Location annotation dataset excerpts
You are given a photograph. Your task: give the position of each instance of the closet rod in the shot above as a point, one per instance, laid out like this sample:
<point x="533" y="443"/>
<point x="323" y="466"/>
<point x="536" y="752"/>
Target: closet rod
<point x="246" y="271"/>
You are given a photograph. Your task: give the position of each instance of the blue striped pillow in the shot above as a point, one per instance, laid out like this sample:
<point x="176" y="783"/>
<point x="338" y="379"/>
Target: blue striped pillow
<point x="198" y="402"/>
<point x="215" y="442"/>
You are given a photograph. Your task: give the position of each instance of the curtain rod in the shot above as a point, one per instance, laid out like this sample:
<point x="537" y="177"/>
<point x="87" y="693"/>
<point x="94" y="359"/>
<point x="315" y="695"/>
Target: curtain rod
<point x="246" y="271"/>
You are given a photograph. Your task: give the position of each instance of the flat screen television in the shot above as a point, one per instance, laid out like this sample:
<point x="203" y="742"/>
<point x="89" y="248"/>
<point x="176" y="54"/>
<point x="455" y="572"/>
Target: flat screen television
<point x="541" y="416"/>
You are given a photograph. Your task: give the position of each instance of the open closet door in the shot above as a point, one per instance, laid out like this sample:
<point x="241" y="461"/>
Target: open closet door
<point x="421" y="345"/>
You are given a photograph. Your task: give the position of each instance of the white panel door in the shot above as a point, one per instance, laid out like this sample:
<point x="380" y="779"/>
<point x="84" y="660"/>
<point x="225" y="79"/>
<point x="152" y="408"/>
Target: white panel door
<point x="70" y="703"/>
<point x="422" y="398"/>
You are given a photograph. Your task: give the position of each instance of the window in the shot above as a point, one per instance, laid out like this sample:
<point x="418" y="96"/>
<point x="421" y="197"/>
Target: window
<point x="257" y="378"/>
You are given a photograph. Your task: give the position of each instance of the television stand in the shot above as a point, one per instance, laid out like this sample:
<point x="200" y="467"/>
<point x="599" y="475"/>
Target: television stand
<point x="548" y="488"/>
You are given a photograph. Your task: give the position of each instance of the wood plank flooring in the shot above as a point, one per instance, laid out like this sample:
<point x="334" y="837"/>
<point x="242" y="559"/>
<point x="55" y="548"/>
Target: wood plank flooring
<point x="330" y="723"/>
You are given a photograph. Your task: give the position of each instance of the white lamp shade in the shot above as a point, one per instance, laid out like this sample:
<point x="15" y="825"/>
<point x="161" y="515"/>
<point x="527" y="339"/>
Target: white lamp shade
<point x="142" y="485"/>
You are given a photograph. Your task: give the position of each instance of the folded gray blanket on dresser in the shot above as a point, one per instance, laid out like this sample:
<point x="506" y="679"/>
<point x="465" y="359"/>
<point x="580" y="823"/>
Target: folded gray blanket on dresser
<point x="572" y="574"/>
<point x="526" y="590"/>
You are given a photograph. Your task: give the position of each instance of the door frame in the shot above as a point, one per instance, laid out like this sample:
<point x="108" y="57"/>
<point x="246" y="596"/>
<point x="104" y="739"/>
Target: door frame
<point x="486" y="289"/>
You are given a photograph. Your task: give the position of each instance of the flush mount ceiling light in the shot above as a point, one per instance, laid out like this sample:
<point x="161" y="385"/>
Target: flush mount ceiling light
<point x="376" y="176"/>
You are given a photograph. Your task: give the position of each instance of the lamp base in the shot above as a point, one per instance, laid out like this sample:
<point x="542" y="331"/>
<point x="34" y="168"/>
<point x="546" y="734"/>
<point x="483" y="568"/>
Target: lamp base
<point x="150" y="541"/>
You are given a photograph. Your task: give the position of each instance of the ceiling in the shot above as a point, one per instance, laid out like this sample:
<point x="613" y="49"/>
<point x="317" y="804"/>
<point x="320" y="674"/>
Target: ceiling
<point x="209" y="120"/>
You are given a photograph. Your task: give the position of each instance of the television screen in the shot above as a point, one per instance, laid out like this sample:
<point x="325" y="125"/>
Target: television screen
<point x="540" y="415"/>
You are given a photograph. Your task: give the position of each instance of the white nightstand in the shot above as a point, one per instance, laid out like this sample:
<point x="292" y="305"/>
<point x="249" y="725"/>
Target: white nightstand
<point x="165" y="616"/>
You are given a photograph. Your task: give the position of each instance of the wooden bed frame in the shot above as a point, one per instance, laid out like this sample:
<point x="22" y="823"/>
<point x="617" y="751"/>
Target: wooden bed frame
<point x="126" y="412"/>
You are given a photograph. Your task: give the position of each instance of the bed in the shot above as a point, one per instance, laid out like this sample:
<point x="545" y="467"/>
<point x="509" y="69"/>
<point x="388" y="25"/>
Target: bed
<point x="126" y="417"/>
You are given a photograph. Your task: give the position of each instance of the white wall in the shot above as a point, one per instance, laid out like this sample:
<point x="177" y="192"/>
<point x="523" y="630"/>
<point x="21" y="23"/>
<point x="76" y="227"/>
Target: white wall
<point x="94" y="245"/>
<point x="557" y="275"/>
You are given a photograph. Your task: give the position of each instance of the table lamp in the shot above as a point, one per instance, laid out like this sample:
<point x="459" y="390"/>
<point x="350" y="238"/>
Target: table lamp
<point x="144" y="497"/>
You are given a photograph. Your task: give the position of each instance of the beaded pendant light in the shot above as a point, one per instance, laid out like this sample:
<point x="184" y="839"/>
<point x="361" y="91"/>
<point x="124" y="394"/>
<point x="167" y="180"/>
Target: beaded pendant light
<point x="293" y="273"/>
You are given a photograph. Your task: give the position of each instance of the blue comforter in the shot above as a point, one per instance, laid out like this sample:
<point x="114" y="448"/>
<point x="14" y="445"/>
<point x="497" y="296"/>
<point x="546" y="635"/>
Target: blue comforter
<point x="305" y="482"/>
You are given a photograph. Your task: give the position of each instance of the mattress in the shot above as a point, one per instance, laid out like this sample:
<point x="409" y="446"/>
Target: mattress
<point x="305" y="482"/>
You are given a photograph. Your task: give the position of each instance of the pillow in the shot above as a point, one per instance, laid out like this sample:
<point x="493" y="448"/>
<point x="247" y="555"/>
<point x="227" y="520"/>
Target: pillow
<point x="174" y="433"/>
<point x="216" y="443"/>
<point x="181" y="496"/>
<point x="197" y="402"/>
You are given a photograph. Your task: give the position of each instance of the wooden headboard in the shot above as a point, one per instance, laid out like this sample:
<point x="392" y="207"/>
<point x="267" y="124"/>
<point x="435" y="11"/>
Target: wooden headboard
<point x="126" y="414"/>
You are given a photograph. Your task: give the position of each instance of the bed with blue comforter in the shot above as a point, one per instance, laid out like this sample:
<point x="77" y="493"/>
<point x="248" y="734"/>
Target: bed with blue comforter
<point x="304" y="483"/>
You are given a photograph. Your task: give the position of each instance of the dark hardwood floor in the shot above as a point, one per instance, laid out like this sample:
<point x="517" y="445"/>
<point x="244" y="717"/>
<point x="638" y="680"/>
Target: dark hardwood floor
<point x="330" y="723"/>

**Exercise task**.
Copy down the material exactly as written.

**Correct output**.
You are given a photograph. Your task: give the position of each instance of the closet rod in the shot above as a point, one per instance, laid out like this sample:
<point x="533" y="443"/>
<point x="323" y="466"/>
<point x="536" y="752"/>
Target: closet rod
<point x="246" y="271"/>
You are given a photograph. Your task: give the position of each instance of the blue striped pillow in the shot above as a point, one per instance, laid out like this sample:
<point x="176" y="783"/>
<point x="338" y="379"/>
Target: blue striped pillow
<point x="198" y="402"/>
<point x="215" y="442"/>
You are given a photograph. Your task: give the position of each instance of the curtain rod in the shot above as a point, one per instance, laid out like this sample:
<point x="537" y="177"/>
<point x="87" y="693"/>
<point x="94" y="359"/>
<point x="315" y="695"/>
Target: curtain rod
<point x="246" y="271"/>
You are given a photograph. Your task: give the position of each instance of the flat screen television in the shot above as a point, one per instance, laid out like this sample:
<point x="203" y="742"/>
<point x="89" y="248"/>
<point x="176" y="54"/>
<point x="455" y="572"/>
Target: flat screen television
<point x="541" y="416"/>
You are given a photograph. Your task: give the position of each instance of the open closet door in the shot above as a point, one per instance, laid out like this sample:
<point x="241" y="461"/>
Target: open closet door
<point x="421" y="345"/>
You are given a photograph. Your task: give the position of each instance of the white panel door in the shot above as a point, one per instance, laid out like this sample:
<point x="380" y="779"/>
<point x="84" y="660"/>
<point x="225" y="79"/>
<point x="152" y="408"/>
Target: white panel door
<point x="70" y="703"/>
<point x="422" y="398"/>
You are given a photograph. Your task: give the position of each instance of the window in the shot above as a point, one per instance, laid out like this sample:
<point x="418" y="96"/>
<point x="421" y="197"/>
Target: window
<point x="257" y="378"/>
You are given a photograph. Your task: give the position of each instance of the television stand in the shot above as a point, one per instance, laid out like this sample:
<point x="200" y="467"/>
<point x="599" y="475"/>
Target: television stand
<point x="548" y="488"/>
You are given a photograph. Your task: give the position of each instance of the wood plank flooring in the shot above as a point, one per instance, laid out like this sample:
<point x="334" y="837"/>
<point x="242" y="559"/>
<point x="55" y="548"/>
Target: wood plank flooring
<point x="330" y="723"/>
You are given a photograph. Your task: give the position of each instance of the white lamp shade in the shot above as a point, one per instance, laid out like this sample:
<point x="15" y="825"/>
<point x="161" y="515"/>
<point x="527" y="339"/>
Target: white lamp shade
<point x="142" y="485"/>
You are given a photograph. Your task: give the position of each instance of the folded gray blanket on dresser in the shot above as a point, one per instance, laid out like this sample:
<point x="506" y="679"/>
<point x="465" y="359"/>
<point x="580" y="823"/>
Target: folded gray blanket on dresser
<point x="572" y="574"/>
<point x="526" y="590"/>
You are given a photograph. Your task: give the position of each instance of the door frame in the shot above as a point, one per instance, laid out like this sample:
<point x="108" y="57"/>
<point x="246" y="596"/>
<point x="104" y="739"/>
Target: door frame
<point x="486" y="289"/>
You are given a photograph. Your task: give the position of each instance of the flush mount ceiling light in the shot above as a point, one per instance, laid out like this sample:
<point x="161" y="385"/>
Target: flush mount ceiling light
<point x="376" y="176"/>
You are given a photograph. Your task: give the position of each instance of the lamp base in the shot above as a point, one per instance, laid out like this sample:
<point x="542" y="331"/>
<point x="34" y="168"/>
<point x="546" y="734"/>
<point x="483" y="568"/>
Target: lamp base
<point x="150" y="541"/>
You are given a photograph. Your task: give the position of each instance of the ceiling in the shot above as a point, one per instance, laid out like this sample:
<point x="613" y="49"/>
<point x="317" y="804"/>
<point x="320" y="674"/>
Target: ceiling
<point x="209" y="120"/>
You are given a photograph. Your task: give the position of each instance of the television screen in the shot above as a point, one per instance, laid out like this sample:
<point x="325" y="125"/>
Target: television screen
<point x="540" y="415"/>
You are given a photograph. Your task: give the position of each instance of the white nightstand in the shot above as a point, one per instance, laid out like this sample:
<point x="292" y="305"/>
<point x="249" y="725"/>
Target: white nightstand
<point x="165" y="616"/>
You are given a photograph. Your task: give the position of each instance of the wooden bed frame in the shot above as a point, one per instance, laid out like this sample:
<point x="22" y="823"/>
<point x="617" y="751"/>
Target: wooden bed frame
<point x="126" y="412"/>
You are given a photograph. Your task: give the position of each instance of the bed in the shot above as a point, one per instance, laid out like this sample:
<point x="545" y="467"/>
<point x="509" y="69"/>
<point x="388" y="25"/>
Target: bed
<point x="126" y="417"/>
You are given a photograph. Your task: give the position of each instance of the white wall in the shot above as a point, one per instance, laid out like this sample:
<point x="177" y="192"/>
<point x="523" y="630"/>
<point x="21" y="23"/>
<point x="76" y="227"/>
Target: white wall
<point x="94" y="245"/>
<point x="557" y="275"/>
You are given a photograph. Your task: give the position of each instance of the table lamp in the shot above as a point, one per instance, laid out like this sample:
<point x="459" y="390"/>
<point x="350" y="238"/>
Target: table lamp
<point x="144" y="497"/>
You are given a photograph. Your task: give the position of each instance of the beaded pendant light in the shot above as a point, one per instance, laid out like this sample:
<point x="184" y="839"/>
<point x="361" y="91"/>
<point x="124" y="394"/>
<point x="167" y="180"/>
Target: beaded pendant light
<point x="293" y="273"/>
You are given a photograph. Your task: give the position of each instance of the blue comforter in the shot above as a point, one per instance, laid out like this sample:
<point x="114" y="448"/>
<point x="14" y="445"/>
<point x="497" y="296"/>
<point x="546" y="635"/>
Target: blue comforter
<point x="305" y="482"/>
You are given a photograph. Your task: give the position of each instance of the mattress in the shot above as a point, one per instance, laid out like this sample:
<point x="409" y="446"/>
Target: mattress
<point x="305" y="482"/>
You are given a photograph. Your task: give the position of each instance of the pillow in the shot above as a point, one per instance, laid out like this sample:
<point x="493" y="448"/>
<point x="247" y="555"/>
<point x="227" y="520"/>
Target: pillow
<point x="174" y="433"/>
<point x="216" y="443"/>
<point x="181" y="496"/>
<point x="197" y="402"/>
You are given a photograph. Your task: give the position of each instance of the wooden headboard in the shot above as a point, one per instance, laid out like this sample:
<point x="392" y="207"/>
<point x="267" y="124"/>
<point x="435" y="11"/>
Target: wooden headboard
<point x="126" y="414"/>
You are given a photograph. Your task: give the position of each instance of the bed with blue comforter in the shot above as a point, one per instance, laid out like this sample:
<point x="77" y="493"/>
<point x="248" y="734"/>
Target: bed with blue comforter
<point x="304" y="483"/>
You are given a photograph. Your task: give the position of each instance of the dark hardwood floor in the shot above as a point, one per instance, laid out like this sample:
<point x="517" y="445"/>
<point x="244" y="717"/>
<point x="638" y="680"/>
Target: dark hardwood floor
<point x="330" y="723"/>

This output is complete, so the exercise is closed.